#### [Your instructions]
Read through the lines below and copy the ones holding the string "like".

#### [Stored data]
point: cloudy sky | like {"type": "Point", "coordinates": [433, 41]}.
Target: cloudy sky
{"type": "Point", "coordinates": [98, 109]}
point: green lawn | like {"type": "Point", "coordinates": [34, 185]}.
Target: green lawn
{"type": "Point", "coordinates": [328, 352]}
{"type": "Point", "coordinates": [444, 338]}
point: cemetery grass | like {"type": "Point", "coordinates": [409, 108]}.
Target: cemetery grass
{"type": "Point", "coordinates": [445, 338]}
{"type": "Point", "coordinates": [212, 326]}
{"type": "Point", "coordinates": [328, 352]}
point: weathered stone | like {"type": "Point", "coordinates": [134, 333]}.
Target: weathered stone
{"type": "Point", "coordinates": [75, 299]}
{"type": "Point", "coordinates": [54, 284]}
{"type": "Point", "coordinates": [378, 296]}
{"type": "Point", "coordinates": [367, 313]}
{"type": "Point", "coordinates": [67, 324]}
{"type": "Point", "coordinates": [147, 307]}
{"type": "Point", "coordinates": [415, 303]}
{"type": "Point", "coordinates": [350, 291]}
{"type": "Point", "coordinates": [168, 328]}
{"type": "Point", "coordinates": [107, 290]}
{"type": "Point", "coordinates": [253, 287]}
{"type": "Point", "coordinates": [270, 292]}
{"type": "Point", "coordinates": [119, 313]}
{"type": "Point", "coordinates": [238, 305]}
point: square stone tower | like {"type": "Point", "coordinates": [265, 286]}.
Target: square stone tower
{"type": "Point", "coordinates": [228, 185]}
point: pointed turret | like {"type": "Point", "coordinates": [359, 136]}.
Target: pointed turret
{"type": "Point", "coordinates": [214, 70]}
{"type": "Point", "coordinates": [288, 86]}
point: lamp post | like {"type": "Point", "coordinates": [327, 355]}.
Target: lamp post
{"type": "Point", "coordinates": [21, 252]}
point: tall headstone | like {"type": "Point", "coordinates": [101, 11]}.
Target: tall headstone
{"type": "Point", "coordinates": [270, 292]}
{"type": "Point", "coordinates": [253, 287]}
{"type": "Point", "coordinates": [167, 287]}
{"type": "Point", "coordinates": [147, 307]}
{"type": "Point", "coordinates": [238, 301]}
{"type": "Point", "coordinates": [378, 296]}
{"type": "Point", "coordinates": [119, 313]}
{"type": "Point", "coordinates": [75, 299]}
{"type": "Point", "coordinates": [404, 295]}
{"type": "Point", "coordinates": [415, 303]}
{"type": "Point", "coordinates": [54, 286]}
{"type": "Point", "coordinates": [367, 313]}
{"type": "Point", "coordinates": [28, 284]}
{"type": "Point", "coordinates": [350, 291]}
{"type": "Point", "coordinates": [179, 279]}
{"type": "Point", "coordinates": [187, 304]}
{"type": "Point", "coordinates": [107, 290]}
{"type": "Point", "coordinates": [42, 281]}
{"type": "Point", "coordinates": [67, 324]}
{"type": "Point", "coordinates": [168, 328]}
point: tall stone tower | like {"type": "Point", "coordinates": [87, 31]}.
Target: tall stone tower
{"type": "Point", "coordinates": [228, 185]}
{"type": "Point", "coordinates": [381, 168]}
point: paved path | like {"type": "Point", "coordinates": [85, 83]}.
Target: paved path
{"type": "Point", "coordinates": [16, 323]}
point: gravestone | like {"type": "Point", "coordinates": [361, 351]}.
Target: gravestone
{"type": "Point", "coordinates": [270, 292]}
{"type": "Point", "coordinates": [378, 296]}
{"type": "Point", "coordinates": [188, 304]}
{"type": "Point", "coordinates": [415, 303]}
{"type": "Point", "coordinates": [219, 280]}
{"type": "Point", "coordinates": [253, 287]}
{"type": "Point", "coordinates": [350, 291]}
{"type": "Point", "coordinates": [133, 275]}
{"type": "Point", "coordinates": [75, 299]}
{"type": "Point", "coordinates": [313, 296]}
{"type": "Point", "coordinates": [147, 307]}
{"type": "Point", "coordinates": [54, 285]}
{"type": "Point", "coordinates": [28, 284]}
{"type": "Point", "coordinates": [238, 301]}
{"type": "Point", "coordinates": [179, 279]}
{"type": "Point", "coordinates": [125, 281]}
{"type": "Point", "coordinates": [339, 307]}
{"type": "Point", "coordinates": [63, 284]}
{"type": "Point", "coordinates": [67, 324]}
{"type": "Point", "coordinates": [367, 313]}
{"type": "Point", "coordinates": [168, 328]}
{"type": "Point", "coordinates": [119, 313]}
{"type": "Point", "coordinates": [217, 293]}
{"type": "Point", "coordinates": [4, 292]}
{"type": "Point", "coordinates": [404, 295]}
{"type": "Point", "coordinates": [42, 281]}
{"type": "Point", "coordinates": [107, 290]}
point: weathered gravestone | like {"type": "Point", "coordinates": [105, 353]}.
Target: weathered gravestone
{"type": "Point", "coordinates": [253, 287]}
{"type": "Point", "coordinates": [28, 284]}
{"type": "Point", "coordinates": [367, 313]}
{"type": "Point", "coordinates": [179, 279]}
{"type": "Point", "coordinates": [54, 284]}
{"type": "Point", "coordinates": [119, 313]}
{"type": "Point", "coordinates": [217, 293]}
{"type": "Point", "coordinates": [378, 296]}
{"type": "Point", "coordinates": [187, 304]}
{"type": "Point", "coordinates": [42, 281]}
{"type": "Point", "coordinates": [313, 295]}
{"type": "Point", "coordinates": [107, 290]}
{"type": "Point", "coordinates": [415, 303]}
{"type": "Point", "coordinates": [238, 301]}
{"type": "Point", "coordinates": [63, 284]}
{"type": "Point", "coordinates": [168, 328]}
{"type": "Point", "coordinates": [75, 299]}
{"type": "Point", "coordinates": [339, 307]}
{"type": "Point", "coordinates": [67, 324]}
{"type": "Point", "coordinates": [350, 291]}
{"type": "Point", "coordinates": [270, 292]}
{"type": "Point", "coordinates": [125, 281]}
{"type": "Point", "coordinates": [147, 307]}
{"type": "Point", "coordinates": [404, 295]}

#### [Output for this task]
point: cloudy sky | like {"type": "Point", "coordinates": [433, 41]}.
point: green lawn | like {"type": "Point", "coordinates": [34, 185]}.
point: cemetery grass | like {"type": "Point", "coordinates": [409, 108]}.
point: weathered stone | like {"type": "Point", "coordinates": [134, 333]}.
point: square stone tower | like {"type": "Point", "coordinates": [265, 286]}.
point: pointed turret | like {"type": "Point", "coordinates": [359, 136]}.
point: lamp post | like {"type": "Point", "coordinates": [327, 355]}.
point: tall headstone | like {"type": "Point", "coordinates": [101, 11]}.
point: tall stone tower | like {"type": "Point", "coordinates": [87, 31]}.
point: paved path | like {"type": "Point", "coordinates": [85, 83]}.
point: gravestone | like {"type": "Point", "coordinates": [361, 351]}.
point: weathered gravestone | like {"type": "Point", "coordinates": [105, 353]}.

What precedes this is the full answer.